-- Start --

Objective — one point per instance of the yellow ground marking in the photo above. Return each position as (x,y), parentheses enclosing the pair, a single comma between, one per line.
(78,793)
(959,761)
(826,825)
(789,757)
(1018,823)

-- End --

# Your task
Reproduce the data shown above exactly.

# Result for this exercise
Objective — one point per instance of the yellow ground marking in the photo above. Return each position as (x,y), parentheses enclosing the pair, a single comma between, one per line.
(78,793)
(959,761)
(826,825)
(789,757)
(1018,823)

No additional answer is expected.